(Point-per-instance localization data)
■ ■ ■

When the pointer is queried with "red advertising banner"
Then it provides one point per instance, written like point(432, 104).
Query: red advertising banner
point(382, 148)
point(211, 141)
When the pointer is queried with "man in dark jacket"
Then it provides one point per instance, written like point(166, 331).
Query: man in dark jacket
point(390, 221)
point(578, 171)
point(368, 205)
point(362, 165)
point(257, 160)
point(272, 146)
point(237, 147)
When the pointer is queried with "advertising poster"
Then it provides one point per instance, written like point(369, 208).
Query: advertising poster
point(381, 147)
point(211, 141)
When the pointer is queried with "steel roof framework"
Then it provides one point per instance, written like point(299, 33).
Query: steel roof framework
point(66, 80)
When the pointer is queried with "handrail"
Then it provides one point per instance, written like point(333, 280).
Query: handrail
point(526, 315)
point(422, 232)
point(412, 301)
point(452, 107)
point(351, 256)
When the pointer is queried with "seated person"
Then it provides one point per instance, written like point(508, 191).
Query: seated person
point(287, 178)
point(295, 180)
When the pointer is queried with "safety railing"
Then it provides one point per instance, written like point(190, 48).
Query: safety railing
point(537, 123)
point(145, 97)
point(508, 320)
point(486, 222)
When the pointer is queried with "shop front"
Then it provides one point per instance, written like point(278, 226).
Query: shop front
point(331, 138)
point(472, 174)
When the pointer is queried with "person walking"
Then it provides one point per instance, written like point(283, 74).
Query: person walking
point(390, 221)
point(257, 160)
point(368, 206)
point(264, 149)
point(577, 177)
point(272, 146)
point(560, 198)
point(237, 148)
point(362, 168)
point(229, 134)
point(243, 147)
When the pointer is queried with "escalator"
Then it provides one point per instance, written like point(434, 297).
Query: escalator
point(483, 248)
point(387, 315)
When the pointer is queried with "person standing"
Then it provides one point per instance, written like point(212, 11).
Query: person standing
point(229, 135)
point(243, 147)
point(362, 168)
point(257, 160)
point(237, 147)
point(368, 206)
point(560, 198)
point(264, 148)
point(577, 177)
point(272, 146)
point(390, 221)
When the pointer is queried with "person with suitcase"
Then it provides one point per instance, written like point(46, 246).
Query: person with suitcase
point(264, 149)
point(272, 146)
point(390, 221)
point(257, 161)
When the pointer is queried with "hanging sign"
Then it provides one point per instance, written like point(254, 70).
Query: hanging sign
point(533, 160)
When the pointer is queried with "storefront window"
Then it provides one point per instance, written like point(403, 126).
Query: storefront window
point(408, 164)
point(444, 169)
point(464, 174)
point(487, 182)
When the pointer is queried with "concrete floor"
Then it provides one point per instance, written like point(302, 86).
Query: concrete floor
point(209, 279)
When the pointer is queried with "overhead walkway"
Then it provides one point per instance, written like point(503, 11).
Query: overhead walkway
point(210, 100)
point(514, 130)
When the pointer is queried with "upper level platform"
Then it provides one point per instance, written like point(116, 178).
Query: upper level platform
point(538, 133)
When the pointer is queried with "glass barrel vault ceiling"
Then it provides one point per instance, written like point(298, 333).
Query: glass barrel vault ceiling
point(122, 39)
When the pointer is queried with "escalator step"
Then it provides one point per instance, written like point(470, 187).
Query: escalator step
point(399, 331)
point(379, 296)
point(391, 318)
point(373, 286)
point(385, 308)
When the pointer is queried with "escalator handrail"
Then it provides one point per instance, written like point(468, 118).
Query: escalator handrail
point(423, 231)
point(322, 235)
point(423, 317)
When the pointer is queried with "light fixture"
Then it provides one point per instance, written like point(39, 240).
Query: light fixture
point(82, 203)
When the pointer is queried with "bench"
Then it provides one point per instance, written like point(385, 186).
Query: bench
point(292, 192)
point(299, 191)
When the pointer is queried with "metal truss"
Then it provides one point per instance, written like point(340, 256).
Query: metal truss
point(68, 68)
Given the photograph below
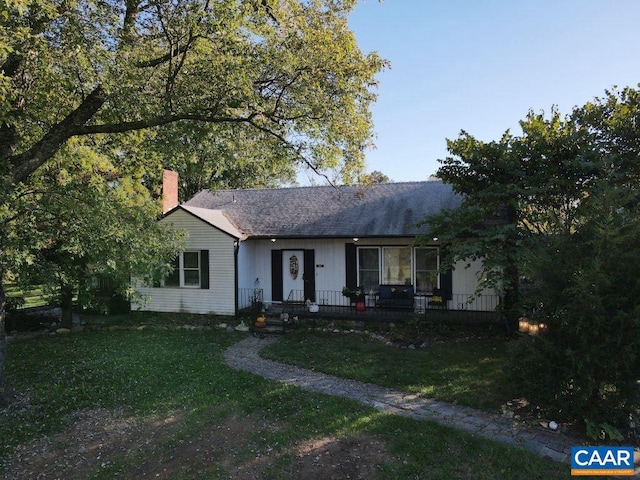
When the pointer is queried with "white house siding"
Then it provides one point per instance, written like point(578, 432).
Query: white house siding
point(219, 299)
point(254, 261)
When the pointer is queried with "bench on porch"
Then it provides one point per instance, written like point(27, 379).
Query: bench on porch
point(395, 296)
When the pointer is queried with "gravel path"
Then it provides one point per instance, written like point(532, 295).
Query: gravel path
point(245, 356)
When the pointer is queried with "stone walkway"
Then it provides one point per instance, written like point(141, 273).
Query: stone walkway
point(245, 356)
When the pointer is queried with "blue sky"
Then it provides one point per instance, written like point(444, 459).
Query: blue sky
point(480, 66)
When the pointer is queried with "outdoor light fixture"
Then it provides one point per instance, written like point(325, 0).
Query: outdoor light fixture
point(532, 328)
point(523, 325)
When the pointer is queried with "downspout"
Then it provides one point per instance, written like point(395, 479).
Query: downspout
point(236, 247)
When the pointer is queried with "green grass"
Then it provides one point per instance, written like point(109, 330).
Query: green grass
point(461, 370)
point(155, 372)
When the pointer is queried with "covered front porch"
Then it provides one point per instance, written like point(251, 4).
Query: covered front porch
point(461, 308)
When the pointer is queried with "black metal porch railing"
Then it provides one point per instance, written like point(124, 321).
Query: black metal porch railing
point(333, 304)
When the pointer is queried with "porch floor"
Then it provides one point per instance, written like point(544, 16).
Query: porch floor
point(376, 314)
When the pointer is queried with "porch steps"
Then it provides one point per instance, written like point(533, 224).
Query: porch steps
point(276, 320)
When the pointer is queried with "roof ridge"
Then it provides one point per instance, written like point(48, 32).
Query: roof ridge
point(302, 187)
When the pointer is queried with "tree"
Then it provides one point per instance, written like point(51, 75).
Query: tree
point(287, 76)
point(81, 224)
point(558, 208)
point(374, 177)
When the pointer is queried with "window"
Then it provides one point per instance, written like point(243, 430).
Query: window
point(396, 265)
point(190, 270)
point(173, 279)
point(369, 268)
point(426, 262)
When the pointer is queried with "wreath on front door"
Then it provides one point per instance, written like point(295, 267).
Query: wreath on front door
point(293, 266)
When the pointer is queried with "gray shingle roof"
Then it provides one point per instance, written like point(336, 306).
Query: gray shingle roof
point(379, 210)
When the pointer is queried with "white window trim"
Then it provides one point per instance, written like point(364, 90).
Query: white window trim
point(381, 248)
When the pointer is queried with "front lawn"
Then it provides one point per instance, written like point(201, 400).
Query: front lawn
point(463, 370)
point(160, 402)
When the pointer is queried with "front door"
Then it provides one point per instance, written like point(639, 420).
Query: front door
point(293, 275)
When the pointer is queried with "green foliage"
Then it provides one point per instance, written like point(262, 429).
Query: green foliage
point(82, 222)
point(569, 189)
point(147, 376)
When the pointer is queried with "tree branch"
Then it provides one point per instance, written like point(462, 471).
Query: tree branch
point(27, 162)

■ ■ ■

Please print all the entries exactly as written, but drop the pictures.

When the pointer is queried with "red advertising banner"
Then it provides one point per instance, written like point(432, 104).
Query: red advertising banner
point(382, 148)
point(211, 141)
When the pointer is queried with "man in dark jacket"
Then it provides one point per instance, written like point(166, 331).
Query: man in dark jacket
point(390, 221)
point(578, 171)
point(368, 205)
point(362, 165)
point(257, 160)
point(272, 146)
point(237, 147)
When the pointer is queried with "advertising poster"
Then it provides one point per instance, written like point(369, 208).
Query: advertising poster
point(381, 147)
point(211, 141)
When the pointer is queried with "steel roof framework"
Then it provides one point per instance, written like point(299, 33).
Query: steel roof framework
point(66, 80)
When the pointer is queried with "handrail"
Then it provides one point per instance, written like point(333, 280).
Query: handrail
point(526, 315)
point(422, 232)
point(412, 301)
point(452, 107)
point(351, 256)
When the pointer is queried with "seated person"
Then it provides one point per instance, written like point(508, 191).
Query: seated person
point(287, 178)
point(295, 180)
When the pointer is queried with "safety railing"
Then it provides one point per instance, written like point(190, 48).
Query: safety railing
point(537, 123)
point(145, 97)
point(508, 320)
point(486, 222)
When the pointer is queried with "shop front"
Then it provides one point per instance, written like point(278, 226).
Query: shop front
point(331, 138)
point(472, 174)
When the pointer is queried with "person walking"
Then it provides one point per instance, written like point(283, 74).
Query: person walking
point(390, 221)
point(257, 160)
point(368, 206)
point(264, 149)
point(577, 177)
point(272, 146)
point(560, 198)
point(237, 148)
point(362, 168)
point(229, 134)
point(243, 147)
When the pointer is queried with "escalator"
Then it provides one point per instance, written like point(434, 297).
Query: escalator
point(483, 248)
point(387, 315)
When the pointer is queried with "person standing"
Then it provides one point per instance, written like point(212, 11).
Query: person standing
point(229, 135)
point(243, 147)
point(362, 168)
point(257, 160)
point(237, 147)
point(368, 206)
point(560, 198)
point(264, 148)
point(577, 177)
point(272, 146)
point(390, 221)
When the pointer is queried with "person with suitcase"
Then it provides one point per instance, written like point(46, 246).
Query: person with suitcase
point(264, 149)
point(272, 146)
point(390, 221)
point(257, 161)
When the pointer is queried with "hanging sign"
Then it provides one point per instance, written like point(254, 70).
Query: hanging sign
point(533, 160)
When the pointer is queried with "storefront window"
Then it provides one point per instance, written like point(403, 126).
Query: storefront window
point(408, 164)
point(444, 169)
point(464, 174)
point(487, 182)
When the pointer is queried with "concrete floor"
Then it provides one point per instance, written like point(302, 86).
Query: concrete floor
point(209, 279)
When the pointer is queried with "overhead walkway"
Then it provides one point per instance, written like point(503, 11).
Query: overhead walkway
point(210, 100)
point(514, 130)
When the pointer is queried with "upper level platform"
Then it provides one point per instance, written like point(116, 178).
Query: upper level platform
point(538, 133)
When the pointer is queried with "glass barrel vault ceiling"
Then it provides one point per instance, written like point(298, 333).
Query: glass barrel vault ceiling
point(122, 39)
When the pointer is queried with "escalator step"
Then it provides one point per instance, written like point(470, 187).
Query: escalator step
point(399, 331)
point(379, 296)
point(391, 318)
point(373, 286)
point(385, 308)
When the pointer is queried with "escalator handrail"
Then it provides one point per instance, written like point(468, 118).
Query: escalator handrail
point(423, 231)
point(322, 235)
point(423, 317)
When the pointer is queried with "light fixture"
Then it provides one point per instance, written like point(39, 240).
Query: light fixture
point(82, 203)
When the pointer is queried with "bench"
Then it provides one point per instance, written like point(385, 186).
Query: bench
point(292, 192)
point(299, 191)
When the pointer is queried with "metal truss"
Then it provides one point per instance, written like point(340, 256).
Query: metal truss
point(68, 68)
Given the photograph below
When the pointer is queried with "white house siding"
Then it provides one point per instance, written like point(578, 432).
Query: white house siding
point(219, 299)
point(254, 261)
When the pointer is queried with "bench on porch"
Then it provides one point per instance, written like point(27, 379).
Query: bench on porch
point(395, 296)
When the pointer is queried with "gravel path"
Then it provides one point per instance, written like point(532, 295).
Query: gravel path
point(245, 356)
When the pointer is queried with "stone walkway"
Then it provides one point per instance, written like point(141, 273).
Query: stone walkway
point(245, 356)
When the pointer is queried with "blue sky"
Then it provides one point per instance, written like point(444, 459).
Query: blue sky
point(480, 66)
When the pointer is queried with "outdoor light fixture"
Then it provides one point per instance, written like point(325, 0).
Query: outdoor light fixture
point(532, 328)
point(523, 325)
When the pointer is queried with "downspout"
Then it provides one point per instance, written like point(395, 479).
Query: downspout
point(236, 247)
When the pointer is queried with "green grass"
Then it provides one point per instance, written like point(109, 330).
Query: green grass
point(461, 370)
point(155, 372)
When the pointer is queried with "covered front porch"
Then it provides one point per instance, written like point(251, 4).
Query: covered front porch
point(461, 308)
When the pointer is queried with "black metal porch railing"
Then it provides one point per instance, written like point(124, 321).
Query: black metal porch railing
point(333, 304)
When the pointer is queried with "porch floor"
Then it provides one point per instance, written like point(544, 16).
Query: porch floor
point(376, 314)
When the pointer is queried with "porch steps"
Then it provides one point per instance, written like point(533, 224).
Query: porch steps
point(276, 320)
When the pointer is queried with "roof ridge"
Then it provides one point per instance, written like point(48, 32).
Query: roof ridge
point(302, 187)
When the pointer is queried with "tree"
Then it provides one point per instance, written like point(51, 75).
Query: tree
point(287, 76)
point(81, 224)
point(558, 208)
point(374, 177)
When the pointer is queried with "window"
Then it provides one point per instance, written like point(243, 430).
Query: window
point(396, 265)
point(190, 270)
point(173, 279)
point(369, 268)
point(426, 262)
When the pointer is queried with "wreath on front door"
Then it provides one point per instance, written like point(295, 267).
Query: wreath on front door
point(293, 266)
When the pointer is queried with "gray shingle roof"
Then it provides one point per instance, written like point(336, 306).
Query: gray shingle roof
point(379, 210)
When the pointer is queried with "white window trim"
Then it provides one point per instance, written like point(364, 90).
Query: white window trim
point(381, 248)
When the pointer is queried with "front lawn"
Then it provides one point per instance, written like point(201, 400).
Query: front lawn
point(463, 370)
point(160, 402)
When the pointer is queried with "front door"
Then it provides one point per instance, written like point(639, 420).
Query: front door
point(293, 275)
When the pointer is queried with "green foliage"
Then it provides one point per instance, written like point(262, 429).
Query: green foliage
point(82, 222)
point(569, 189)
point(147, 376)
When the pointer is queried with "tree branch"
Then it provides one point per instance, written like point(462, 471).
Query: tree branch
point(27, 162)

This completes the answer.